## EXERCISE BRIEF
Start at the top and transcribe every record through the final line exactly.

## SUPPLIED RECORDS

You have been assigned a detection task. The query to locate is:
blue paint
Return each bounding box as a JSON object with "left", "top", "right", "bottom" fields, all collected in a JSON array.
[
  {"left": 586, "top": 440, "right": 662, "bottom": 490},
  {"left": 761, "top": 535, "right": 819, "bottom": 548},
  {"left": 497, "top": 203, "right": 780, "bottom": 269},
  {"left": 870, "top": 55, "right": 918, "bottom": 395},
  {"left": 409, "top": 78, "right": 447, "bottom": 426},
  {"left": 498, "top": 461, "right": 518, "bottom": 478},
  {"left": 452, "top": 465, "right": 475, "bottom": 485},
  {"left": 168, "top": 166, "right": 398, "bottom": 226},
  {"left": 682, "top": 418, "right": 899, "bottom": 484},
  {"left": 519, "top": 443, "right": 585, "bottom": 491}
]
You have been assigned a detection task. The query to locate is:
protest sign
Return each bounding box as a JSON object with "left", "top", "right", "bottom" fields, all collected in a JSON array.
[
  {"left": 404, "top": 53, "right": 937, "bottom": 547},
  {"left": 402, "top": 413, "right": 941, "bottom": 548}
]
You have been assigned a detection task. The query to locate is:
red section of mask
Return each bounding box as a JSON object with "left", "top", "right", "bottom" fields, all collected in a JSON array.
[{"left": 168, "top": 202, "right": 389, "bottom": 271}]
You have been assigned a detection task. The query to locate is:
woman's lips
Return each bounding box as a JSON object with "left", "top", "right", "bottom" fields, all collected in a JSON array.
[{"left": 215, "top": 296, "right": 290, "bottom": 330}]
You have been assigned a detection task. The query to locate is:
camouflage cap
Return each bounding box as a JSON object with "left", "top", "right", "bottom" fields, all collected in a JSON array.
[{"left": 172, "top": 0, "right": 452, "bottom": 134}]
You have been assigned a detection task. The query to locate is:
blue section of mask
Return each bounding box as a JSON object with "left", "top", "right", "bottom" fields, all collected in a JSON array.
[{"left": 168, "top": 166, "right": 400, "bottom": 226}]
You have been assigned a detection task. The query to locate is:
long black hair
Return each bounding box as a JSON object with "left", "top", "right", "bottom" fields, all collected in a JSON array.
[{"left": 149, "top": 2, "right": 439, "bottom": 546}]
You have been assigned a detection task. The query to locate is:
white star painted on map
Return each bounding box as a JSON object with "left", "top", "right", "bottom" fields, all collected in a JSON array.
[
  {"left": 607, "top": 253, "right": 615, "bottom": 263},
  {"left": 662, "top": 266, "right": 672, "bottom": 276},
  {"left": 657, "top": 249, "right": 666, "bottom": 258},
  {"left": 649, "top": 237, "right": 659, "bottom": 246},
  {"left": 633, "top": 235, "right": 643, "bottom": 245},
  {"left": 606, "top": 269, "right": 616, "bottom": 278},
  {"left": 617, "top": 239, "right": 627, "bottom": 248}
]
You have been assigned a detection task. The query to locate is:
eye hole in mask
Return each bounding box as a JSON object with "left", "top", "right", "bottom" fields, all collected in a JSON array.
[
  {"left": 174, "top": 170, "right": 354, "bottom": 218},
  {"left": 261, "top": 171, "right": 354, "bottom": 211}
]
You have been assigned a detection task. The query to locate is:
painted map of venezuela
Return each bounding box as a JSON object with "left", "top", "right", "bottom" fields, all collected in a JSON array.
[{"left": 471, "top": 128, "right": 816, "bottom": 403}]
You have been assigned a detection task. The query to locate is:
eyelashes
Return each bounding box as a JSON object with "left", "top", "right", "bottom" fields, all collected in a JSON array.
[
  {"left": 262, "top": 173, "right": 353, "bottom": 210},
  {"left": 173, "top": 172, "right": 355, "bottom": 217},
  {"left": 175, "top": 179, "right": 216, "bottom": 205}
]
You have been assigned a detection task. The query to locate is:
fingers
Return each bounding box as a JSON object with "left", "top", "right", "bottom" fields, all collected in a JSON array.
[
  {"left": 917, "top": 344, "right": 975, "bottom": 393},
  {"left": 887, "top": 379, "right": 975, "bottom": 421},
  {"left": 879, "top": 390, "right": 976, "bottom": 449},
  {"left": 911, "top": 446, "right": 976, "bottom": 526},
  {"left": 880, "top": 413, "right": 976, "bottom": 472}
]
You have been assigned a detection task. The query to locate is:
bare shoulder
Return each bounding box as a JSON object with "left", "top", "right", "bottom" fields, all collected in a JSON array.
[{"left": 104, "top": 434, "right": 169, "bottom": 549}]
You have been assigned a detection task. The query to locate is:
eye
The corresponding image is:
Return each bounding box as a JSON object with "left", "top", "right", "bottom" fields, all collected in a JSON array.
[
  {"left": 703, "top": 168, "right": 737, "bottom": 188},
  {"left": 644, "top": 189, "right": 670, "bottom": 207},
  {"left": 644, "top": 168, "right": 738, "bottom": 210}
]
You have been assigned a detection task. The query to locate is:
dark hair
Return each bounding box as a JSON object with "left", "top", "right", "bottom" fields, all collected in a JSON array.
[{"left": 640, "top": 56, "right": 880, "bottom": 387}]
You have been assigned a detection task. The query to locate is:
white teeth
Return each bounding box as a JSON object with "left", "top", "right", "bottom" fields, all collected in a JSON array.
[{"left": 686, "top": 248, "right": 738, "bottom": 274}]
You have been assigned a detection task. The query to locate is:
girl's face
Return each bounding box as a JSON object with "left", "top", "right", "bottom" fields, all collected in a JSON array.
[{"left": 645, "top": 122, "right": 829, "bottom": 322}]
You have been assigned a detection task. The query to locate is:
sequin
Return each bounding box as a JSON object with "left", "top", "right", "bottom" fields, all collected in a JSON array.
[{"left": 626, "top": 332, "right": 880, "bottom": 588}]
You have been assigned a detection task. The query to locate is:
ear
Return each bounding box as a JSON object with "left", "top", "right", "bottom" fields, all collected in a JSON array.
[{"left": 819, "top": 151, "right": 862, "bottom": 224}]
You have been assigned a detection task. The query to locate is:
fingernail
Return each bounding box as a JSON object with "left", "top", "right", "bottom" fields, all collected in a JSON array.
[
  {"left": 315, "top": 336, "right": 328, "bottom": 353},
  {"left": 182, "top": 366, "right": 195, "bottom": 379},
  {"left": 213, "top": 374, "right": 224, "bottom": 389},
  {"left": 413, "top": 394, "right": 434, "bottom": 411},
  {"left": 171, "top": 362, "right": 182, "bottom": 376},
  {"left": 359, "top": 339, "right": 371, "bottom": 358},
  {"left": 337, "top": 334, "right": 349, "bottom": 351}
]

## ANSWER BOX
You have been assigned a detection task. The query to locate is:
blue paint
Return each bounding box as a JSON object with "left", "top", "right", "bottom" fields, all collected in a JSON array.
[
  {"left": 586, "top": 440, "right": 662, "bottom": 490},
  {"left": 761, "top": 535, "right": 819, "bottom": 548},
  {"left": 497, "top": 203, "right": 780, "bottom": 269},
  {"left": 870, "top": 55, "right": 918, "bottom": 395},
  {"left": 409, "top": 78, "right": 447, "bottom": 426},
  {"left": 498, "top": 461, "right": 518, "bottom": 478},
  {"left": 452, "top": 465, "right": 475, "bottom": 485},
  {"left": 168, "top": 166, "right": 398, "bottom": 226},
  {"left": 682, "top": 418, "right": 899, "bottom": 484},
  {"left": 519, "top": 443, "right": 585, "bottom": 491}
]
You have been assigned a detection task. The query to locate is:
protest sign
Return each bounding box as a JSON object with "left", "top", "right", "bottom" fields, all collected in a JSON array.
[
  {"left": 404, "top": 53, "right": 937, "bottom": 547},
  {"left": 402, "top": 413, "right": 941, "bottom": 548}
]
You have been assigned a detection task. The query to locate is:
red section of mask
Return each bounding box as a JSON object with "left", "top", "right", "bottom" fields, all collected in a JSON array.
[{"left": 168, "top": 202, "right": 389, "bottom": 271}]
You have been assigned a detection task. The query to locate is:
woman's lips
Return each bounding box as a JSON object with "left", "top", "right", "bottom" fields, all collected in a JSON array.
[{"left": 215, "top": 296, "right": 290, "bottom": 330}]
You have been assigned a detection task. The query to locate is:
camouflage cap
Return each bounding box as a JSON object with "left", "top", "right", "bottom" fields, all collected in a JSON array.
[{"left": 172, "top": 0, "right": 452, "bottom": 134}]
You have been assigned a detection task. The query to locate is:
blue section of mask
Return each bounding box as a JSON object with "left", "top", "right", "bottom" fields, all collected in a JSON array.
[{"left": 168, "top": 166, "right": 400, "bottom": 226}]
You have been assigned a detection task. The query to locate is:
long black hair
Return each bounding box as a JSON object with "left", "top", "right", "bottom" fields, all collected in a JSON array.
[{"left": 149, "top": 2, "right": 439, "bottom": 546}]
You have been assigned a detection task. The query to locate is:
white star painted on map
Return each bounding box as a JSON object with "left", "top", "right", "bottom" fields, all collected in a JSON array.
[
  {"left": 607, "top": 253, "right": 615, "bottom": 263},
  {"left": 662, "top": 266, "right": 672, "bottom": 276},
  {"left": 657, "top": 249, "right": 666, "bottom": 258},
  {"left": 649, "top": 237, "right": 659, "bottom": 246},
  {"left": 633, "top": 235, "right": 643, "bottom": 245},
  {"left": 606, "top": 269, "right": 616, "bottom": 278},
  {"left": 617, "top": 239, "right": 627, "bottom": 248}
]
You have been assigned a detection task. The query to locate is:
eye hole in mask
Return each bounding box as a JSON object with "left", "top", "right", "bottom" fields, all collected in a JSON array.
[
  {"left": 174, "top": 170, "right": 354, "bottom": 218},
  {"left": 261, "top": 171, "right": 354, "bottom": 211}
]
You have been assigned a detection task. The query to locate is:
painted map of venezuela
Return each bounding box as a JSON object with "left", "top", "right", "bottom" fields, all collected in a JSON array.
[{"left": 471, "top": 128, "right": 816, "bottom": 403}]
You have been assigned a detection task. The query to locate is:
eyelashes
Return each bounding box as a JSON object with "left", "top", "right", "bottom" fields, all collected in a JSON array.
[
  {"left": 262, "top": 173, "right": 353, "bottom": 210},
  {"left": 173, "top": 172, "right": 355, "bottom": 217},
  {"left": 175, "top": 179, "right": 216, "bottom": 205}
]
You have been assigned a detection task. The query to locate is:
fingers
Return each bounding box as a JSON object with "left", "top", "right", "bottom" fields, all collected in a JSON array.
[
  {"left": 917, "top": 344, "right": 975, "bottom": 393},
  {"left": 887, "top": 379, "right": 975, "bottom": 421},
  {"left": 879, "top": 390, "right": 976, "bottom": 449},
  {"left": 911, "top": 446, "right": 976, "bottom": 526},
  {"left": 880, "top": 413, "right": 976, "bottom": 472}
]
You have been assigned a detection task. The query to locate is:
bare shoulder
Return each bounding box as a JSON object with "left", "top", "right", "bottom" fields, all collected in a JSON array.
[{"left": 104, "top": 434, "right": 169, "bottom": 549}]
You have been assigned a detection task. The query to locate is:
eye
The corresponding image is:
Return each bounding box as a JSON object with "left", "top", "right", "bottom" fields, all collected in a JSON array.
[
  {"left": 703, "top": 168, "right": 737, "bottom": 188},
  {"left": 644, "top": 189, "right": 670, "bottom": 207},
  {"left": 644, "top": 168, "right": 738, "bottom": 210}
]
You have been assigned a detection task. The query to locate is:
dark hair
Return each bounding box as a JSON object with "left", "top", "right", "bottom" fields, all collected in a JSON array.
[{"left": 640, "top": 56, "right": 880, "bottom": 387}]
You have been assigned a detection task. The query to locate is:
white teeth
Return each bounding box as a JSON object with "left", "top", "right", "bottom" fields, all collected in a JSON array.
[{"left": 686, "top": 248, "right": 738, "bottom": 274}]
You have been assigned a detection task. The query to locate is:
girl's face
Return each bounding box as a JSON object with "left", "top", "right", "bottom" fields, all collected in a JSON array.
[{"left": 645, "top": 122, "right": 829, "bottom": 322}]
You have been assigned a detection task. The query to locate is:
sequin
Return each bounding box as a JSON object with "left", "top", "right", "bottom" fields, all collected in a JSON array.
[{"left": 626, "top": 332, "right": 880, "bottom": 588}]
You have been assigned a detection task. The query to locate is:
ear
Return each bounding box as a JSON object with "left", "top", "right", "bottom" fields, all collected in a JSON array.
[{"left": 819, "top": 151, "right": 862, "bottom": 224}]
You have been assigned a detection task. The query to locate is:
fingernail
Return each bounding box as a JSON object with "left", "top", "right", "bottom" fields, all collected in a JSON array.
[
  {"left": 315, "top": 336, "right": 328, "bottom": 353},
  {"left": 182, "top": 366, "right": 195, "bottom": 379},
  {"left": 213, "top": 374, "right": 224, "bottom": 389},
  {"left": 413, "top": 394, "right": 434, "bottom": 411},
  {"left": 171, "top": 362, "right": 182, "bottom": 376},
  {"left": 359, "top": 339, "right": 371, "bottom": 358},
  {"left": 337, "top": 334, "right": 349, "bottom": 351}
]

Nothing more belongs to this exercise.